Can you write out every line of the listing below again, substituting "in this image" for each "in this photo" and leaving everything else unchanged? Leave the pictures out of your answer.

Source records

_ _ _ _ _ _ _

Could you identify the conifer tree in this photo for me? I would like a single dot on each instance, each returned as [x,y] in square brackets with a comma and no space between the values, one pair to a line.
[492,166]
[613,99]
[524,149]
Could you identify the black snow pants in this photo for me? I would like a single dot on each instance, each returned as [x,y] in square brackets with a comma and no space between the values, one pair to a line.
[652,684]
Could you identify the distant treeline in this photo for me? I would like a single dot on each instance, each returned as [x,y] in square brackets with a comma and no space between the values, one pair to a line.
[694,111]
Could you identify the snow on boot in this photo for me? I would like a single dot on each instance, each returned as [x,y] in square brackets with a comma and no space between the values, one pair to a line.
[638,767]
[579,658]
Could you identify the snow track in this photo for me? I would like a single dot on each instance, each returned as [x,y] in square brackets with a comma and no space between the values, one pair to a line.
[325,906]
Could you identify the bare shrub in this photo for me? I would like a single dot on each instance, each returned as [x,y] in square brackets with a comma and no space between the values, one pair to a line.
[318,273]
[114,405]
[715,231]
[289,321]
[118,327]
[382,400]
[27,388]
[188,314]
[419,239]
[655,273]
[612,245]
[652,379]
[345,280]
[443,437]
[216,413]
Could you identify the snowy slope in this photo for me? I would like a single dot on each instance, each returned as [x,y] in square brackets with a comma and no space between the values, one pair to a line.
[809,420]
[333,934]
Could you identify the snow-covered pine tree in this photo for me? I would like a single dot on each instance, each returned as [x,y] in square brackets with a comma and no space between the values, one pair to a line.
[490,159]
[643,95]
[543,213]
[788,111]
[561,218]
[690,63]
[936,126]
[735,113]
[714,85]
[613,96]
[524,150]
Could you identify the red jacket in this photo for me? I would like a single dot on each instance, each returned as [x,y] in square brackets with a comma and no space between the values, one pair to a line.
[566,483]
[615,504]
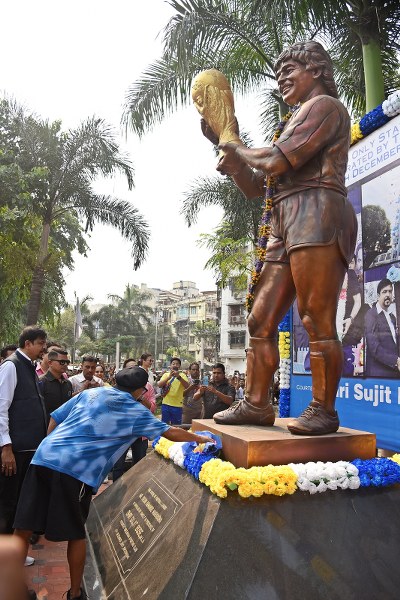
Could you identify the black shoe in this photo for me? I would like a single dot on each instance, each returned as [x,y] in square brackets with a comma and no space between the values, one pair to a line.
[315,420]
[244,413]
[83,596]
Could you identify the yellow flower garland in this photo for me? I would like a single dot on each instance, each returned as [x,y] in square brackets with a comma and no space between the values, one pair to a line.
[219,475]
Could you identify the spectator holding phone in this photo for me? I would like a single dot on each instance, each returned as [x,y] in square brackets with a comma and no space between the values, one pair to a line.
[86,380]
[216,396]
[173,384]
[191,408]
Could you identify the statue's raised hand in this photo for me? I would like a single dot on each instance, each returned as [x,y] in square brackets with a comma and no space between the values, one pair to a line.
[230,163]
[208,132]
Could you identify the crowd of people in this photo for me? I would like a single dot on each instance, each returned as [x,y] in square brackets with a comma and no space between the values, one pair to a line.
[61,436]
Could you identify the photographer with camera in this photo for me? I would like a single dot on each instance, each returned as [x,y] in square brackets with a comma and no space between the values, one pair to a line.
[173,385]
[191,408]
[216,396]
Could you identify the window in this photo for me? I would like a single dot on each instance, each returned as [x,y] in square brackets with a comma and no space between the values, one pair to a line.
[237,339]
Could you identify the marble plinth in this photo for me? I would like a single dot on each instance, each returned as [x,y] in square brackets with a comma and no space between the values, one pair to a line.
[252,445]
[158,534]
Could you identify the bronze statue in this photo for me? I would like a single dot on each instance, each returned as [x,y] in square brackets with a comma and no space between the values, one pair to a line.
[313,234]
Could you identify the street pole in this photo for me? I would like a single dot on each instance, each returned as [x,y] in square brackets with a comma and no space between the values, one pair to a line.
[202,357]
[155,341]
[117,356]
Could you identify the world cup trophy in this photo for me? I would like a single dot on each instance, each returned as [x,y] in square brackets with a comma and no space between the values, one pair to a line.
[213,98]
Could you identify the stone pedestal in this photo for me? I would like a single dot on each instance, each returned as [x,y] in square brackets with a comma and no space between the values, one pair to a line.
[158,534]
[252,445]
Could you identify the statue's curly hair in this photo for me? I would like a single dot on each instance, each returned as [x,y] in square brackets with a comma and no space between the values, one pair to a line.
[312,55]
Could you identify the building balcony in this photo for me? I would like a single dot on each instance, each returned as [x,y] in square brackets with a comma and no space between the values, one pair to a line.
[237,320]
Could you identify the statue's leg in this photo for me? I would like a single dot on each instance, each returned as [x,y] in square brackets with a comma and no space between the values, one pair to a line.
[274,295]
[318,273]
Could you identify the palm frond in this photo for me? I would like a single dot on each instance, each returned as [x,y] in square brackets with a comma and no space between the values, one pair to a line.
[120,214]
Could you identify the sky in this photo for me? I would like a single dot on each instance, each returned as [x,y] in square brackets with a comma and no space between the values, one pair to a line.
[72,59]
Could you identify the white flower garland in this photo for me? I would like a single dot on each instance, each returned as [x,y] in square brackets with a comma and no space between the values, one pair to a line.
[316,477]
[341,308]
[176,453]
[391,106]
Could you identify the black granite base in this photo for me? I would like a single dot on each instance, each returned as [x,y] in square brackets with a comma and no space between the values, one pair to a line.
[158,534]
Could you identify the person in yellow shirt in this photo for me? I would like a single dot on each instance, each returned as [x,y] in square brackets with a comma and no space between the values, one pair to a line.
[173,384]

_ _ _ _ _ _ _

RESPONSE BELOW:
Could you identify the conifer tree in this image for me? I would like a single dot on each instance, each returned as [x,y] in square brackets with a comma and no space between the values, one pair to a line.
[492,166]
[613,99]
[524,149]
Could you identify the black snow pants in this image for me? I would like a single dot on each instance, each returned as [x,y] in square brackets with a comma and no space between the values, one pair to a line.
[652,684]
Could you identify the distant treeline in this image for me? I would like a single dot on each instance, each returned as [x,y] in square brackets with a comma and no space between the values, one pair to a line.
[694,111]
Could you identify the snow on boot in this image for me? I would like a single dot on each instance, each returned as [x,y] in square brackets with a comma and no space between the values, one pair to a line.
[638,767]
[579,658]
Could you identify the snow track in this image for me? I would like a single dot on each instance, each returned as [x,y] in square brackets with a comma and no space between the values, one pair to a line.
[325,906]
Could you identify the bare shrub in this image for me? I would like a single dot on each instance, each returned as [x,y] in square brackets with a comma and no space between the values, one pair to a line.
[318,273]
[114,405]
[715,231]
[289,321]
[118,327]
[382,400]
[27,388]
[188,314]
[419,239]
[655,273]
[612,245]
[652,379]
[345,280]
[443,437]
[216,413]
Could you identify the snowy slope in this image for me? I would like a single dot on each instance, each returned as [x,y] in square brackets with a comma and no space between the values, one pair to a line.
[809,420]
[333,934]
Could you identify the snow-covered pine tree in this image for me? I would like a single dot on each instance, each returned as [x,y] in square brackets with a comma and no space between the values, one pair to a line.
[490,159]
[643,95]
[543,213]
[788,111]
[561,218]
[690,63]
[936,126]
[735,113]
[714,85]
[613,96]
[524,150]
Could you identify the red jacket in this image for me? I would like a single dot on each instance, each returned as [x,y] in square brackets with a comma and no space between the values, one pair to a line.
[566,483]
[615,504]
Could you identify the black shoe in this image for me? I would like a single dot on each instance, each returned as [x,y] in square brackets with a comma and no space between the values, one pair to a line.
[315,420]
[244,413]
[83,596]
Could you identify the yellow flower garland in this image for me? I would like a single dot on each instance, each returned as [x,y] in square brackets with a comma and no space between the values, one pair to a line.
[219,475]
Could you identify the spectator holding phone in this image for me? I would like a single dot on each instance, each returned as [x,y] in square brackets with a comma and no space between the values, one pair to a line.
[86,380]
[216,396]
[173,384]
[191,408]
Could you identify the statue's raised hand in this image for me? I would like a single dot on each instance, each returned as [x,y] in square brackets with a comma and no space between the values, one pair to a line.
[230,163]
[208,132]
Could you identify the crowd of people in this image for me? I would like a single dot on each instance, each returned as [x,y] in square brackets with a comma and no space between the values, one pair to a line.
[61,436]
Could you identify the photographer with camera in this image for me? I would like a single dot on each instance, each returned as [x,y] in square brackets with a comma and no space between the values, one pair to a line.
[173,385]
[191,408]
[216,396]
Could you identify the window in this image for me? I would like a single dot on each instance, each returned as [x,y] in square brackets with a comma and no space between the values, one pair to a line.
[237,339]
Could you identify the marble plinth in this image for me? I would like a single dot on each instance, each returned as [x,y] in square brackets with a comma and no space between the values, one pair to a line.
[252,445]
[158,534]
Could you identify the bronze statue in this image for me? I would like a single dot on each instance, each returned as [x,y] in square brackets with a comma and no space between the values, one pair to a line.
[313,234]
Could you identify the street pole in this image for me? I would like a single dot on each instance, each returned as [x,y] in square brackets with a comma and no space between the values, one pair to a line.
[202,357]
[155,341]
[117,356]
Could you identify the world cup trophy in this image for me? I would like a single dot on each instance, each returned as [x,y] in square brackets with a comma and no space between the values, one pair to a line.
[213,98]
Could you identify the stone pedestal in this image for me? I would like a single dot on each instance, each returned as [x,y] in square brackets with a comma and no space between the values, one pair to a line.
[158,534]
[252,445]
Could you identify the statue's curly hair in this image for me? I would like a single dot on each instance, each returned as [x,y] in square brackets with a comma and no space between the values, one pair to a line.
[312,55]
Could you identify the building balcony in this image for me? I would like a single dot on each instance, each returned as [x,y] in square brackets with a comma and no space between the values, one pair to a line.
[237,320]
Could you identify the statue's leg in this image for me? I would like a single dot on each instance, each returned as [x,y] in square brackets with a comma and no space between the values, one pair to a line.
[274,295]
[318,273]
Could you identify the palm frond in this image for me? I would like a single dot on each instance, each returned as [x,y] in square brackets with a comma and no space between the values, one pair to a line.
[120,214]
Could you identify the sky in this image for me? I would like a single dot on each instance, each returned as [x,y] in square brackets with a comma and no space between the values, one pair to a line.
[72,59]
Could you identify the white flower garland in this image for me? I would like a single dot on each instance, each returned as [x,y] in square brackets with a comma and no space between the values, one pair to a line.
[316,477]
[341,308]
[176,453]
[391,106]
Could you identify the black granite base in this image for me? I would like a single dot on each instance, each returned as [x,y] in square brackets with a comma and no space between the values, one pair to a line.
[158,534]
Could you identify the person in yellow shirt in this image for me? I would like a single dot on each instance, each returned as [x,y] in square brackets with a comma and no space between the values, one pair to a line.
[173,384]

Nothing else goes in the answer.